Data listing
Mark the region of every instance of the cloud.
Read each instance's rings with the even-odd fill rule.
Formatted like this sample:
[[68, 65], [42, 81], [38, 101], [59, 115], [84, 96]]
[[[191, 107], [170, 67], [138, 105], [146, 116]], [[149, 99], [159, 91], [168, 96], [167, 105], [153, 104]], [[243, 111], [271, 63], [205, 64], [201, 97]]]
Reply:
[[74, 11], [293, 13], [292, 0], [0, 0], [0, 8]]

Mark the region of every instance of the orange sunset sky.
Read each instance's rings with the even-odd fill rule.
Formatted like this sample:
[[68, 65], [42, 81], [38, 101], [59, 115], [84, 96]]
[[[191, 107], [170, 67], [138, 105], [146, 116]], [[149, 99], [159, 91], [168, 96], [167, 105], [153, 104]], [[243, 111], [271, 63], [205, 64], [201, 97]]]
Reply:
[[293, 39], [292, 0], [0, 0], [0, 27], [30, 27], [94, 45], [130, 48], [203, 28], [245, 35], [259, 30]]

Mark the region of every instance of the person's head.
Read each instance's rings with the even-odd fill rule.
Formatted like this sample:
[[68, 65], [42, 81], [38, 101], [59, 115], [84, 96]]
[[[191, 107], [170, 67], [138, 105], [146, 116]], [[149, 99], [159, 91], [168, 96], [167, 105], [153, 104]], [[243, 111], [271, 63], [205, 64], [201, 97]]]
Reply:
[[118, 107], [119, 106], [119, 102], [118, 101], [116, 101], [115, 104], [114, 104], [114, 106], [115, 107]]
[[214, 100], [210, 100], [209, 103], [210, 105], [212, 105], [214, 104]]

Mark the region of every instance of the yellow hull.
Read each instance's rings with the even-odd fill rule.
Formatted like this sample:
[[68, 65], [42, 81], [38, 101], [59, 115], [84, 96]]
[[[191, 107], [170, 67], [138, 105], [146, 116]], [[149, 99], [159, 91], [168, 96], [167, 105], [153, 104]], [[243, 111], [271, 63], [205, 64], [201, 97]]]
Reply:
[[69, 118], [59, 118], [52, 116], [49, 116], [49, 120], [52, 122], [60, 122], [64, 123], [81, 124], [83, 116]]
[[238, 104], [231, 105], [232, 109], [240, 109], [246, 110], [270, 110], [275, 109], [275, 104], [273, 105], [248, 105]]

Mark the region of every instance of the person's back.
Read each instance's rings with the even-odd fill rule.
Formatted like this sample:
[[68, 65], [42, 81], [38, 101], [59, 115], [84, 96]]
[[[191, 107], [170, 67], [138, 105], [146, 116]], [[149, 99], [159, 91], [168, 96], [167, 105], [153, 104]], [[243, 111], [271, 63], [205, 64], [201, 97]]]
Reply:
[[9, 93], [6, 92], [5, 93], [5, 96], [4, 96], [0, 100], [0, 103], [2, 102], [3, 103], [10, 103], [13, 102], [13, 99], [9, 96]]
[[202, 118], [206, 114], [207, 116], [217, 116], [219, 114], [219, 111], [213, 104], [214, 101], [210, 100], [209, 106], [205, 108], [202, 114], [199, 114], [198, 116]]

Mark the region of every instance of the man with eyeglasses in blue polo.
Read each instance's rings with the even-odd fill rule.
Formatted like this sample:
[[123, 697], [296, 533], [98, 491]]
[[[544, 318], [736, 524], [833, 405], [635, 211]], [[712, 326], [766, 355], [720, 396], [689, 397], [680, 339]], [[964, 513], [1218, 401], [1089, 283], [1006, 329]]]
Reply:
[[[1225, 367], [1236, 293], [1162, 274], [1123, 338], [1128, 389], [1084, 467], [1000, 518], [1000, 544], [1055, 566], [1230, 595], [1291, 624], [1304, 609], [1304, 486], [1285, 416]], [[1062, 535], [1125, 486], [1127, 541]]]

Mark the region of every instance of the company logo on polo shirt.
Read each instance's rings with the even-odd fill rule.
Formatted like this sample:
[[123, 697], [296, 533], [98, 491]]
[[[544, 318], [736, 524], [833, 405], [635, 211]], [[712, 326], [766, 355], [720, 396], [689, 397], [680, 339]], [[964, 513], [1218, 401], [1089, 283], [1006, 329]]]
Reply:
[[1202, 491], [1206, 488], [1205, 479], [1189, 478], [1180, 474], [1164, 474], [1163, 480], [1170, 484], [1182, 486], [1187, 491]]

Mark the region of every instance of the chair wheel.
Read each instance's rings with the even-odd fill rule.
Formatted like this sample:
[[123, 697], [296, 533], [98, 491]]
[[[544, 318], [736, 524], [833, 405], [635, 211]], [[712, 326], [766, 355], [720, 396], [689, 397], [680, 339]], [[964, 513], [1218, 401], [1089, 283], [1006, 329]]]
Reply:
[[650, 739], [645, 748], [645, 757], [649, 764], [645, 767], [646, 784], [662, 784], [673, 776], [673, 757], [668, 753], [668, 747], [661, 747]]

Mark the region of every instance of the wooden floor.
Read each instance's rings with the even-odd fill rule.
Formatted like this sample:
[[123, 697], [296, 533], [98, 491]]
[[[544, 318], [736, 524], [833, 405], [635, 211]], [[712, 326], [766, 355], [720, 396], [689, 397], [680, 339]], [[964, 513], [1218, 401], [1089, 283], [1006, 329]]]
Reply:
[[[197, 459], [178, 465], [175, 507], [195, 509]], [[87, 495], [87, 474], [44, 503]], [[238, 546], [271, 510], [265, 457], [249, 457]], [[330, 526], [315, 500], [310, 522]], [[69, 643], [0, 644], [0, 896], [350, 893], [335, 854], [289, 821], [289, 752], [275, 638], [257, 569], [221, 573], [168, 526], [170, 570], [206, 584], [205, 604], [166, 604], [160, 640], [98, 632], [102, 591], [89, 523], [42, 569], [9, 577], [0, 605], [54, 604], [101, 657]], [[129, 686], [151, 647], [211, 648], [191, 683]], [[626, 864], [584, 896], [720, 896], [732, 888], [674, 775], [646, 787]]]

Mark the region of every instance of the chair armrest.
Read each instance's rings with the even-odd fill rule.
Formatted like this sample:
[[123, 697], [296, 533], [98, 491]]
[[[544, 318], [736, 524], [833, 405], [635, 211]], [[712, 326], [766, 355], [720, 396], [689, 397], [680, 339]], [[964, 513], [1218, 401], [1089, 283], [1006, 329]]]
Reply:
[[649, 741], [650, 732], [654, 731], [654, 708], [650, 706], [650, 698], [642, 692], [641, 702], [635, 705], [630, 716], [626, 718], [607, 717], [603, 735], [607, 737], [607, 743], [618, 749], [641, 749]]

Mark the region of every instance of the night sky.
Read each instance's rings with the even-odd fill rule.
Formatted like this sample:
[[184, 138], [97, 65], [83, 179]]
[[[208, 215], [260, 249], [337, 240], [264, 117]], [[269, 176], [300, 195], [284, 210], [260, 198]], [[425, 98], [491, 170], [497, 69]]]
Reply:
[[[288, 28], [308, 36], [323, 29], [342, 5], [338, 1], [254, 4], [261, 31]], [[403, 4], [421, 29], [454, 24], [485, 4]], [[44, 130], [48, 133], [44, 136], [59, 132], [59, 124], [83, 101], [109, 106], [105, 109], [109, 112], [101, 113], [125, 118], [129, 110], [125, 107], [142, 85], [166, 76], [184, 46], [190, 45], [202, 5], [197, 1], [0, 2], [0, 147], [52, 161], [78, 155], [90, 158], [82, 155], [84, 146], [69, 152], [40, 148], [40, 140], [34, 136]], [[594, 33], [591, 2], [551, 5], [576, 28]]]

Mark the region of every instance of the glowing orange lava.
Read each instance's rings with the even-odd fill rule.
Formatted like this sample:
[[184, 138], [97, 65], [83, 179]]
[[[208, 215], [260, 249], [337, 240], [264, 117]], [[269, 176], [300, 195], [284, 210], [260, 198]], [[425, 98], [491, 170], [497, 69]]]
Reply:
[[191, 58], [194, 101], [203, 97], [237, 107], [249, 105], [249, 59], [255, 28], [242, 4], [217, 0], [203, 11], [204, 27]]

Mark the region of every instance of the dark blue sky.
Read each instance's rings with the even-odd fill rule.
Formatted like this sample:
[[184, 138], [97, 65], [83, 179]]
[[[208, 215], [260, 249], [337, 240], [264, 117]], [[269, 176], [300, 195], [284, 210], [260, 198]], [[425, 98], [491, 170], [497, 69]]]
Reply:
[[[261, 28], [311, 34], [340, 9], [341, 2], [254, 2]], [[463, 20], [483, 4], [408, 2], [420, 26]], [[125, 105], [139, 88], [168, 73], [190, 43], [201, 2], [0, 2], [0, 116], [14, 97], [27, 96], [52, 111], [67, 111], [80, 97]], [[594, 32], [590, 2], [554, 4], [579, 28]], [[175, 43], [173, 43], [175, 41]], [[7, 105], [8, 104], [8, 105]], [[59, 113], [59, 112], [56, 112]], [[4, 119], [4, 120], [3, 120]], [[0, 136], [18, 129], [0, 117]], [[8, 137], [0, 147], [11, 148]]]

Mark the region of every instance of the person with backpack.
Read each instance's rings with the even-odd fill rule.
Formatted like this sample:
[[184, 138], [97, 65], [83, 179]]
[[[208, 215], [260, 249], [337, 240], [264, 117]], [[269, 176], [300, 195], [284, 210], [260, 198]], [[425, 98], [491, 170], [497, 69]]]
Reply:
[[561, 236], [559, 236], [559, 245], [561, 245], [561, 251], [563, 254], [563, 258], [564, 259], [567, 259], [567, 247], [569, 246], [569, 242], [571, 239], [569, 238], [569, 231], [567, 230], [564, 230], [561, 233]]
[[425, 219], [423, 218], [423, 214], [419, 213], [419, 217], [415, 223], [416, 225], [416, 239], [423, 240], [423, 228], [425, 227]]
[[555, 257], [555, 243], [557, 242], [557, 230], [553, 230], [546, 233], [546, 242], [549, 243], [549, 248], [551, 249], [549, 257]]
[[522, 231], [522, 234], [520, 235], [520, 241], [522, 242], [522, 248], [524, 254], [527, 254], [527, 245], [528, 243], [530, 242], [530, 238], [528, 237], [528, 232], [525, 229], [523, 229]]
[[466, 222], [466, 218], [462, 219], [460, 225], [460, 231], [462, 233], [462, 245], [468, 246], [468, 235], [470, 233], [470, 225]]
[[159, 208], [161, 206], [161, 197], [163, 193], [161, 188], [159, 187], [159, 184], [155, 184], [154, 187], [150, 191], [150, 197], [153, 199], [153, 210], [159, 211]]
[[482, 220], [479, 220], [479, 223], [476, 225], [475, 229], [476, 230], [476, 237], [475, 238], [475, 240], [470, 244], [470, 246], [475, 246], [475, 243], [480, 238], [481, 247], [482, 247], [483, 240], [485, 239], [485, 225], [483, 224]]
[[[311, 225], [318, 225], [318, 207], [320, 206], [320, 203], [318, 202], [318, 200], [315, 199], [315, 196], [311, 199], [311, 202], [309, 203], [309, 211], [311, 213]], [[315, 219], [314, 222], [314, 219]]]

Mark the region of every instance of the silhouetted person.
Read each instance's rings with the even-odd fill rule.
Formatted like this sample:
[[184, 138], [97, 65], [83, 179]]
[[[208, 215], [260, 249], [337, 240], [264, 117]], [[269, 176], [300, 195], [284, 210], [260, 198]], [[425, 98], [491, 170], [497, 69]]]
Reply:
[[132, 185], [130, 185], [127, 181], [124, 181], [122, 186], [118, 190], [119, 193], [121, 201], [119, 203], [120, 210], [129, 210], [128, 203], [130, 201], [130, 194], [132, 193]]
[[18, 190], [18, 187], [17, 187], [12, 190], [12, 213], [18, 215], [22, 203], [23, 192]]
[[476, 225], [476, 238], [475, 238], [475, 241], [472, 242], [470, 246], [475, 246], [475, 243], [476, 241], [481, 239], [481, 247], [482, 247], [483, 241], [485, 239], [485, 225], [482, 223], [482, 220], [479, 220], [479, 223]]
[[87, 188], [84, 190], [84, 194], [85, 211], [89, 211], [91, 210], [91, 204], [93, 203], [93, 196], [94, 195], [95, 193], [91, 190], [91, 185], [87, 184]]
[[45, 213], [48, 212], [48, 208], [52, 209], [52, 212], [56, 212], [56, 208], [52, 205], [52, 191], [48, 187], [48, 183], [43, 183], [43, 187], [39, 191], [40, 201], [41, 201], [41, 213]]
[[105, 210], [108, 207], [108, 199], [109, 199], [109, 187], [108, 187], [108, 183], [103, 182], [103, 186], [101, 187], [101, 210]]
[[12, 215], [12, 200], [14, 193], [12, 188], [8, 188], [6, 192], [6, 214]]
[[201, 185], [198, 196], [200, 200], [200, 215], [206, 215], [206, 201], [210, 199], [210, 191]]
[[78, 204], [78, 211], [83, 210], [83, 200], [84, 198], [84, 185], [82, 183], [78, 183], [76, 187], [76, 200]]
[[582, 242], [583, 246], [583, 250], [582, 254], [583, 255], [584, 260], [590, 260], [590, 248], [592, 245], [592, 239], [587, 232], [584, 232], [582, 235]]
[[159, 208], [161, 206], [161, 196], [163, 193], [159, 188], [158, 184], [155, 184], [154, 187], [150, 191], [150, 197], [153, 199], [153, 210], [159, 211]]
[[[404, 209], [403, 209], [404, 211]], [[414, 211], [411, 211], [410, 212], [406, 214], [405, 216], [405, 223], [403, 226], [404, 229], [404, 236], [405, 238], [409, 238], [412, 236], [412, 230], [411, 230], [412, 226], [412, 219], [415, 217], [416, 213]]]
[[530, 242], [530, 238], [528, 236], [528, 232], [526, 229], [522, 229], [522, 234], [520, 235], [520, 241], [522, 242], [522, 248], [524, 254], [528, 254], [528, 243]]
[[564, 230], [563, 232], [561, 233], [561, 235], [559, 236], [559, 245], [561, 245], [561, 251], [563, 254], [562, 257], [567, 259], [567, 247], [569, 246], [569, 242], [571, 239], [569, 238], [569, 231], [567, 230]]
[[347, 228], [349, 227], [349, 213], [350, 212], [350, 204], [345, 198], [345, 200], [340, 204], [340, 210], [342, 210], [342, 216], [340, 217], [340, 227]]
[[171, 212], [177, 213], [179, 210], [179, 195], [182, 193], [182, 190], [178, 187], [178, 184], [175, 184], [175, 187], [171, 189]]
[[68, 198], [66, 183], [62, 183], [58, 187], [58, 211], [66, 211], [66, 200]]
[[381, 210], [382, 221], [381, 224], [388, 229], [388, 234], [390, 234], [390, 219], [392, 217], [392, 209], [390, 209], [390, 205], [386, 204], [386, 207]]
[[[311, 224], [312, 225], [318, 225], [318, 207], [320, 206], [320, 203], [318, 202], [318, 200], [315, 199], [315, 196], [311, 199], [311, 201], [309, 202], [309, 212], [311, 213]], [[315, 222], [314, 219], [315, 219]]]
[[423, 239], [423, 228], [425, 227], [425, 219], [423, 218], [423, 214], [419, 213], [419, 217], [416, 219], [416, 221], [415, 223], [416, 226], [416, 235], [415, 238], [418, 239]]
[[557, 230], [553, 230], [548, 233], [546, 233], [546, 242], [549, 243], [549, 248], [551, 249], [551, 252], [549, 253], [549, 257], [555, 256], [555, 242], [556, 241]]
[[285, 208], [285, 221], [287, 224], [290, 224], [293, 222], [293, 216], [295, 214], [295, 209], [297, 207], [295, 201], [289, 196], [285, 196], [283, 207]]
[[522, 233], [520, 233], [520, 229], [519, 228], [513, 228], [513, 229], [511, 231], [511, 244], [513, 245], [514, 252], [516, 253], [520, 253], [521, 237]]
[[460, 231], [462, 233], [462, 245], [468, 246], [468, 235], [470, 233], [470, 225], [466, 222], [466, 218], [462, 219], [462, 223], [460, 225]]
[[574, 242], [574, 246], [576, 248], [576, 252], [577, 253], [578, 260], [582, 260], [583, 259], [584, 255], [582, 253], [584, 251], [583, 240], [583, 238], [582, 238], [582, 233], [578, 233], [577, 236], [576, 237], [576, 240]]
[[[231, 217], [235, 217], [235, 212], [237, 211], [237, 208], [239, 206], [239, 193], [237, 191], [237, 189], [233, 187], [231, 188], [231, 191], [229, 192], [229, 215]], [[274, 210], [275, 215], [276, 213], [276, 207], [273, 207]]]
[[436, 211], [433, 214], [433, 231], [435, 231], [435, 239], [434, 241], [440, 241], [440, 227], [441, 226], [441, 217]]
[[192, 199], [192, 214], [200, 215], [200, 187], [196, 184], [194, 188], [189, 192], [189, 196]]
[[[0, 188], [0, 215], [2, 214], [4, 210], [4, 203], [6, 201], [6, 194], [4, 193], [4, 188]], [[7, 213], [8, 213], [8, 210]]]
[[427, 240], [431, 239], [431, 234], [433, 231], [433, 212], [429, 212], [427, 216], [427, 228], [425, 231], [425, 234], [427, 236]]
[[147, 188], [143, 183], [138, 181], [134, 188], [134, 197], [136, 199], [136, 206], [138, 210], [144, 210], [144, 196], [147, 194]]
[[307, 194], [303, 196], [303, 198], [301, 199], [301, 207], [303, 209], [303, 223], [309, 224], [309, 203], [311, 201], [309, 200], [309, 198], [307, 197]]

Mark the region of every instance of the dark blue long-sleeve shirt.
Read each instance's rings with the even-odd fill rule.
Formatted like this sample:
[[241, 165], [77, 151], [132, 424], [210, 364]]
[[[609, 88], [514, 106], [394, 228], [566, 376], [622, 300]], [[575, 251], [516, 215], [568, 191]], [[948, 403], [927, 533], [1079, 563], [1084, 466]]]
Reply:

Required task
Copy the rows from the line containing "Mark the region of every instance of the dark blue long-sleeve" through the end of the rows, swapping "shirt" for "sweater" and leaving all else unchanged.

Full answer
Mark the region of every instance of the dark blue long-sleeve sweater.
Read each instance's rings with the even-odd fill rule.
Formatted like this sample:
[[241, 165], [77, 151], [132, 424], [210, 364]]
[[[609, 88], [514, 106], [394, 228], [566, 376], [622, 300]], [[575, 251], [516, 215], [568, 191]], [[948, 403], [927, 533], [1079, 563], [1084, 466]]]
Reply:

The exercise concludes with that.